Task to complete
How many lines in the data below contain the string "boomerang", matching case exactly? Give only the number.

Stored rows
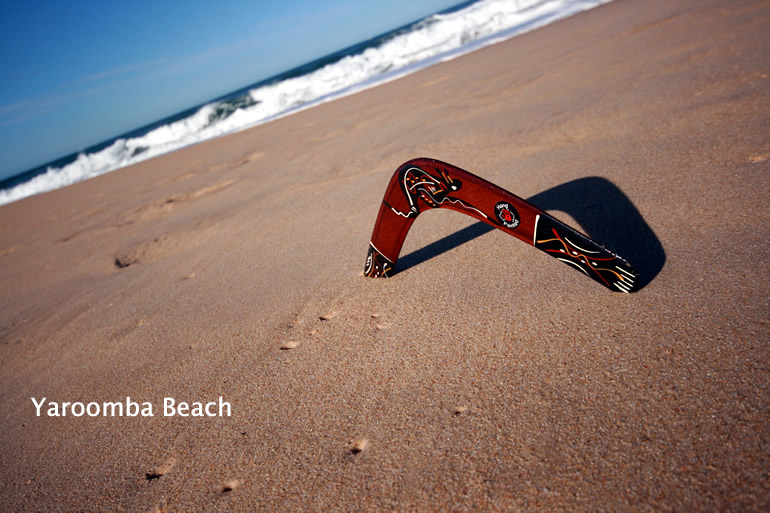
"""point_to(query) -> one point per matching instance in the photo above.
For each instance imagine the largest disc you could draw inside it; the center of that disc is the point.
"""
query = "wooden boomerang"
(426, 183)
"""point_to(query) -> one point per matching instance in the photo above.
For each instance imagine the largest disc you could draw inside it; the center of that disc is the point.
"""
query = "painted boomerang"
(426, 183)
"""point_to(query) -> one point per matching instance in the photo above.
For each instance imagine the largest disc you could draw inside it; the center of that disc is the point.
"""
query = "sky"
(73, 74)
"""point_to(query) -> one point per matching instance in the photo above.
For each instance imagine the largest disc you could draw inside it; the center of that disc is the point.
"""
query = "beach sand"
(485, 375)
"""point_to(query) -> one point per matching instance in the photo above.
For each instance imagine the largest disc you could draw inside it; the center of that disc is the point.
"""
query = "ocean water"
(440, 37)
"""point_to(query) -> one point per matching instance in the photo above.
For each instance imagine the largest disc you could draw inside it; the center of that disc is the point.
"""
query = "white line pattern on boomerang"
(432, 182)
(581, 249)
(572, 263)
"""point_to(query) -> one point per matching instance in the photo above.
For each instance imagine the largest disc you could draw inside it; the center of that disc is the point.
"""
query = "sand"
(485, 376)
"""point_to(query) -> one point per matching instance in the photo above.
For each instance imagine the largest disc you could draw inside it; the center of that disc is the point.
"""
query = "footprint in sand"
(329, 316)
(291, 344)
(160, 471)
(359, 445)
(230, 485)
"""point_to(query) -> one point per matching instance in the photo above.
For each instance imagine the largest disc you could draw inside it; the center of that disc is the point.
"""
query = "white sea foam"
(437, 38)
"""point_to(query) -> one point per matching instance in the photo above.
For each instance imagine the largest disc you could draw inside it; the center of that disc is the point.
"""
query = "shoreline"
(483, 375)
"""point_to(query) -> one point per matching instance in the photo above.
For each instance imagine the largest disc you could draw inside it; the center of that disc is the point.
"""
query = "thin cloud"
(122, 70)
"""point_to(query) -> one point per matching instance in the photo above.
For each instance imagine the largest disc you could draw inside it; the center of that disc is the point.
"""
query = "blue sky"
(76, 73)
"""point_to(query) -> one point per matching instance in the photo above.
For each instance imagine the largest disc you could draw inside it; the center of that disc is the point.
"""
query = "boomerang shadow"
(600, 207)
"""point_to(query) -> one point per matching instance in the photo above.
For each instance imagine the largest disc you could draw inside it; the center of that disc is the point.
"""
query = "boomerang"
(422, 184)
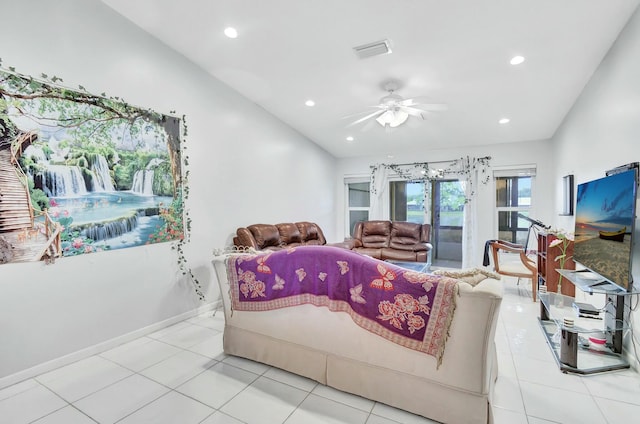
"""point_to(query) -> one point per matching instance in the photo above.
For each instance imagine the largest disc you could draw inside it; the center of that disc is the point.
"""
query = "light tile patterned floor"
(179, 375)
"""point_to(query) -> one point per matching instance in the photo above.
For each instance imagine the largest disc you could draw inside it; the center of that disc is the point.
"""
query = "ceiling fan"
(394, 110)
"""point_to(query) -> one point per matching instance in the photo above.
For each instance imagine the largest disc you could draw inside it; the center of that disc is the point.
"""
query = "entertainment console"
(568, 332)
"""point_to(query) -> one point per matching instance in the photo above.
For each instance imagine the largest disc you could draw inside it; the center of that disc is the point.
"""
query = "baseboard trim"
(102, 347)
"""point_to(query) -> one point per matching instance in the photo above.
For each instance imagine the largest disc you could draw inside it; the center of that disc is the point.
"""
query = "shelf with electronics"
(584, 338)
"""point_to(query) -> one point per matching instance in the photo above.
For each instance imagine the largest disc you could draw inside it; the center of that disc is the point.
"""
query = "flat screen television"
(605, 219)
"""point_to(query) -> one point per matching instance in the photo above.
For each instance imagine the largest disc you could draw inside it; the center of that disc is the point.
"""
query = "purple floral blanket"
(407, 307)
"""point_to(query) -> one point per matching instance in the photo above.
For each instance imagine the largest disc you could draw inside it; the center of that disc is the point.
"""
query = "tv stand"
(570, 344)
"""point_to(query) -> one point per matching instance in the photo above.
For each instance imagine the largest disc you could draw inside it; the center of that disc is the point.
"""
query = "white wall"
(602, 131)
(502, 155)
(246, 167)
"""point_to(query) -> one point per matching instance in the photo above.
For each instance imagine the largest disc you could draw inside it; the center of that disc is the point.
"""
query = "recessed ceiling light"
(516, 60)
(231, 32)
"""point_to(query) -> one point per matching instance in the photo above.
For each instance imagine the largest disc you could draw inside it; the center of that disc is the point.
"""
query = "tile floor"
(179, 375)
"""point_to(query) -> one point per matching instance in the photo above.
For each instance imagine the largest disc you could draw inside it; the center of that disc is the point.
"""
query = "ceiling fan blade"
(368, 125)
(431, 106)
(364, 118)
(407, 102)
(412, 111)
(353, 115)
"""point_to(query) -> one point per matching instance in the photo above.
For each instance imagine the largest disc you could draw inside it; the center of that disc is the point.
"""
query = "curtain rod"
(427, 163)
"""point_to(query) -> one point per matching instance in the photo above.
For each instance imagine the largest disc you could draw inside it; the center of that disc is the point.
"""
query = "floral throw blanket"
(407, 307)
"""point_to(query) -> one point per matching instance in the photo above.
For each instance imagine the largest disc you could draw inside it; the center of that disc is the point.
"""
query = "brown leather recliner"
(395, 240)
(279, 236)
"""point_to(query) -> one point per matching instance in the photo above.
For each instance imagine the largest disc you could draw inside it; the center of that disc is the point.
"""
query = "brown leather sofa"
(394, 240)
(282, 236)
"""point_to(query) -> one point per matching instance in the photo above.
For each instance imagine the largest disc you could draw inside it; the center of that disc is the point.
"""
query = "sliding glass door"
(444, 200)
(448, 219)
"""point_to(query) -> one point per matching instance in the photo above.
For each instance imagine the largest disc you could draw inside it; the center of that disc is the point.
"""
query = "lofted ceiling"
(455, 52)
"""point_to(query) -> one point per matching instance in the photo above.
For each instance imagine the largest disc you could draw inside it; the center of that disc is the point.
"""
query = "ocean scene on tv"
(605, 214)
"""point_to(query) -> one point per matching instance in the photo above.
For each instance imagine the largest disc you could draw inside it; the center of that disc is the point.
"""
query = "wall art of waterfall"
(108, 172)
(116, 219)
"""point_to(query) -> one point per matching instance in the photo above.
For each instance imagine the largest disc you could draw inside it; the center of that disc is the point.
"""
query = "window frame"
(513, 172)
(348, 208)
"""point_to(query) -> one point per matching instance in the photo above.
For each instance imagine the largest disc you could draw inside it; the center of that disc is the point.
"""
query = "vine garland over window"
(422, 171)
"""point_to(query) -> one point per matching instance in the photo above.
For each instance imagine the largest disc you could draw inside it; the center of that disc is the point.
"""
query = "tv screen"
(605, 217)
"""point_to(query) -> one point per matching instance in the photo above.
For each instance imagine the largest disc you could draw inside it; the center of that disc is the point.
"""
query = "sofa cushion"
(266, 235)
(375, 234)
(289, 233)
(406, 236)
(472, 276)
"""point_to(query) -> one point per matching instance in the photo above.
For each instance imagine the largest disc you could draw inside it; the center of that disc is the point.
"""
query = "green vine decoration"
(179, 246)
(92, 120)
(421, 171)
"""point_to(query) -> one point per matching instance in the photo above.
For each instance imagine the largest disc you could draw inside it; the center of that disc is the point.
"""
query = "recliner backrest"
(310, 233)
(374, 234)
(406, 236)
(266, 235)
(289, 233)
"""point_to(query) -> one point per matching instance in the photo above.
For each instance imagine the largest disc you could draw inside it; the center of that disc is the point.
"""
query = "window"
(514, 197)
(357, 204)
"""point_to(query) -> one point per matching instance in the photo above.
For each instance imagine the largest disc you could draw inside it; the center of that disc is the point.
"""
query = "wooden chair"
(511, 259)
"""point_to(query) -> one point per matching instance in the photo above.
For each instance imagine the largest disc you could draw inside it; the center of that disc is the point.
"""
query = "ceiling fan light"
(385, 118)
(399, 118)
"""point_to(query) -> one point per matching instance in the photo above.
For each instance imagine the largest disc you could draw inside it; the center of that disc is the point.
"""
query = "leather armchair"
(279, 236)
(395, 240)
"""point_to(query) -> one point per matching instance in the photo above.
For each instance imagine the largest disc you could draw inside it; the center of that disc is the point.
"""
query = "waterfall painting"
(81, 173)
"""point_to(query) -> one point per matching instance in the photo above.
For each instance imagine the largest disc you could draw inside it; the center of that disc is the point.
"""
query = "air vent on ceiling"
(373, 49)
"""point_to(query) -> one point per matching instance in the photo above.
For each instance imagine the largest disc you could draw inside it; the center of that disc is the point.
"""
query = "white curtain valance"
(515, 171)
(469, 170)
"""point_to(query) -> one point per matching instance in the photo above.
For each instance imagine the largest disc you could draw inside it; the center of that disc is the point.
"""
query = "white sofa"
(330, 348)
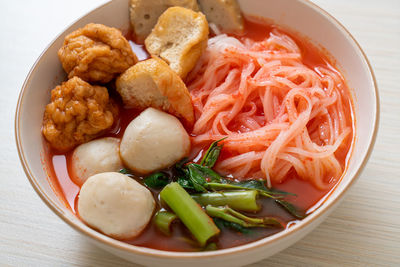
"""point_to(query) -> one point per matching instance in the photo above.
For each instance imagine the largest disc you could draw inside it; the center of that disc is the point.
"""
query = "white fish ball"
(115, 204)
(97, 156)
(152, 141)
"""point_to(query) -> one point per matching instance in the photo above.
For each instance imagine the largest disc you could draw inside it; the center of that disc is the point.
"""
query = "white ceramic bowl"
(299, 15)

Complete output
5